Exercise description:
Rewrite the rows from the line containing "for the black" through the end of the rows, both ends included, replacing "customer" with "client" and changing nothing else.

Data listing
#####

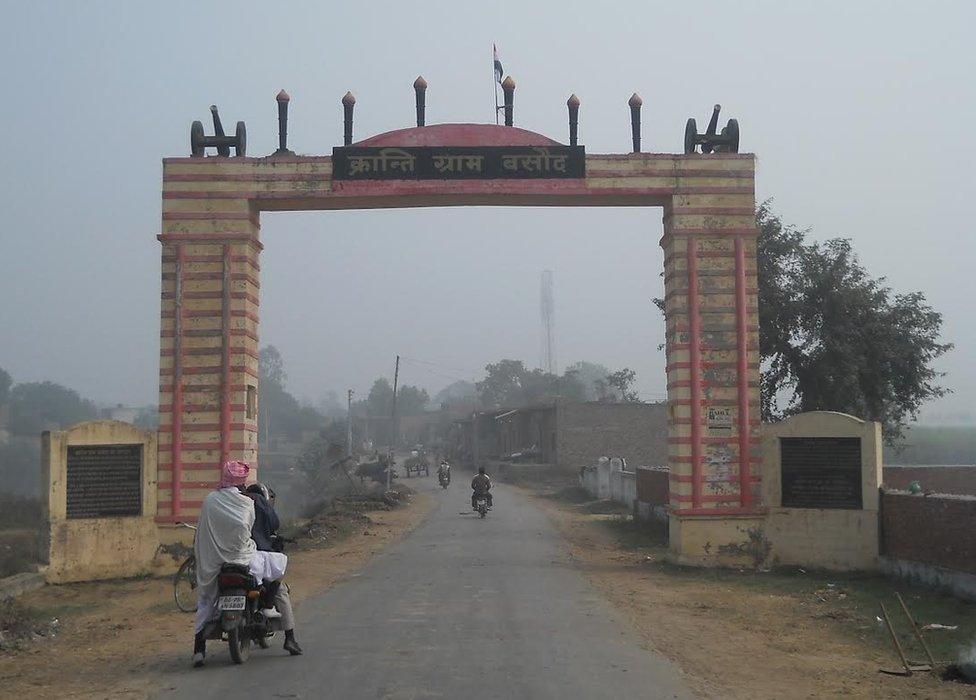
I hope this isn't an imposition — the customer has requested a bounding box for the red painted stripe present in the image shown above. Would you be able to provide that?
[665,379,759,391]
[668,343,759,352]
[220,245,233,464]
[163,153,336,167]
[163,211,251,221]
[159,403,247,413]
[672,507,766,517]
[668,474,761,484]
[170,441,250,452]
[156,501,203,508]
[160,422,256,433]
[161,292,261,306]
[668,224,759,237]
[671,492,739,504]
[163,179,755,200]
[156,478,220,489]
[664,207,756,217]
[686,238,702,507]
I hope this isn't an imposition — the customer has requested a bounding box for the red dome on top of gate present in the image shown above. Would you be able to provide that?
[353,124,561,147]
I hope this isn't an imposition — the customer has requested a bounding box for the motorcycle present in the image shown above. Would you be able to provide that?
[474,494,488,518]
[203,564,283,664]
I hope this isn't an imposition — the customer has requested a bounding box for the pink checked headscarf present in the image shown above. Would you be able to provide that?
[219,460,251,489]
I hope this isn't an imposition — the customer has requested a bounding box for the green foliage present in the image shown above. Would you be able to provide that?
[397,385,430,416]
[756,204,952,442]
[596,367,640,403]
[434,379,478,407]
[475,360,586,408]
[563,360,610,401]
[9,382,98,435]
[366,377,393,417]
[258,345,325,440]
[885,425,976,464]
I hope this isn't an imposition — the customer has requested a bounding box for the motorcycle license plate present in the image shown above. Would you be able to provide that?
[217,595,245,610]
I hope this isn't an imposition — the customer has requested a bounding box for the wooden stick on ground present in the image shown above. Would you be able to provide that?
[895,593,935,668]
[879,603,912,676]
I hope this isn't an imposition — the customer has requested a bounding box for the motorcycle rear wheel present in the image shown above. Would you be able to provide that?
[227,627,251,664]
[173,555,197,612]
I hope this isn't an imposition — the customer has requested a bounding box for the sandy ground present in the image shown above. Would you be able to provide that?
[0,493,434,698]
[535,496,976,698]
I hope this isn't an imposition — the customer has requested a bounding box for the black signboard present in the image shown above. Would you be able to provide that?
[780,438,862,510]
[332,146,586,180]
[67,445,142,518]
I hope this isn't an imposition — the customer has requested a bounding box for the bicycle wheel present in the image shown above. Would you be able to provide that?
[173,554,197,612]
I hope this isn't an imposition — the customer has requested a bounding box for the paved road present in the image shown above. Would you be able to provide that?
[160,475,692,700]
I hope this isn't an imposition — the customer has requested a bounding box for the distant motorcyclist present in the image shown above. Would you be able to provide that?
[193,460,288,666]
[471,467,492,510]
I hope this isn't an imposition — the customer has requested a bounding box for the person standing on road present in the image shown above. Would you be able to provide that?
[244,483,302,656]
[471,467,492,510]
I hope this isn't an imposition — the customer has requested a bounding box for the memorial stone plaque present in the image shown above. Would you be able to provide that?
[780,437,863,510]
[66,445,142,518]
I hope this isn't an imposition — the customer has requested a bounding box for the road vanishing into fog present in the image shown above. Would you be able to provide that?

#####

Answer to this problem:
I hope this isn't an imposition — the client has requested a bounding box for the black signboard present in the image shown above. Would you be able to provide that?
[780,438,862,510]
[332,146,586,180]
[67,445,142,518]
I hope this isn't an imposition — the client has requested a bounding box for the bicycle wheel present in the image shown above. Would you be able to provide that?
[173,554,197,612]
I hope this isn't an imposition — the client has requested a bounding box for the paved road present in the image shown above. Would you be able to provide that?
[160,475,692,700]
I hope this isn't an imposition — the client has requested a bounding box for the distant motorcyclist present in the image shown above. Would you be able to provide that?
[193,460,288,666]
[471,467,492,510]
I hope this isn't an imposition — the client has requested a bounding box for the person standing on road present in the image shown above. Would you be able to provide that?
[244,483,302,656]
[471,467,492,510]
I hope this isn't an imposition — the client has requested a bounding box for the memorial stone plaque present in the image shown above. Would you be able to provide that?
[780,437,863,510]
[66,445,142,518]
I hope this isn't an imposition — the client has requested a bounding box for the road vanishing into fog present in the image shown above. Would you be able to provide that?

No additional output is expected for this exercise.